— EXTRACTED RECORDS —

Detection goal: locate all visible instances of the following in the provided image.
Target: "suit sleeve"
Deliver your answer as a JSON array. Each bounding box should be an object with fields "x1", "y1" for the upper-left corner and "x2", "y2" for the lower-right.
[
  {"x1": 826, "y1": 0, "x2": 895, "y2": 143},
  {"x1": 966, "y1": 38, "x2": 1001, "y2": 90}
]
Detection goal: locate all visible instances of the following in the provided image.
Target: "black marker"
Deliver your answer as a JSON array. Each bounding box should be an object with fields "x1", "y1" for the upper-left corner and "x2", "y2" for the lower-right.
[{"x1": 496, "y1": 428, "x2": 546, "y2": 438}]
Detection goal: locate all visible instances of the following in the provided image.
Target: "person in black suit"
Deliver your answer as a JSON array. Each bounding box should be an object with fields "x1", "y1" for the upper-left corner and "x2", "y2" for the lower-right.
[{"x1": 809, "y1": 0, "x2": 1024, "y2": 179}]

— TASK REQUIREMENTS —
I would like the records restated exactly, with every line intact.

— SOLUTION —
Detection goal: locate all visible instances of the following in the provided image.
Target: "suit sleeve"
Deliver your answer as a JSON array. Each bounding box should be an object with fields "x1", "y1" for the upper-left corner and "x2", "y2" for the lower-right.
[
  {"x1": 826, "y1": 0, "x2": 895, "y2": 143},
  {"x1": 966, "y1": 38, "x2": 1001, "y2": 90}
]
Detection goal: locate all visible instances of the following in the provided image.
Target: "black marker"
Deliver your answer as a JSON array. Each bounding box should be an object with fields "x1", "y1" for the upper-left corner and "x2", "y2" for the lower-right.
[{"x1": 496, "y1": 428, "x2": 546, "y2": 438}]
Detection goal: locate all visible instances of the following in the provided image.
Target: "person in black suit"
Deliver your answer as a JSON array. Each bounding box should be an object with fields "x1", "y1" for the upper-left corner and "x2", "y2" for the lower-right.
[{"x1": 809, "y1": 0, "x2": 1024, "y2": 179}]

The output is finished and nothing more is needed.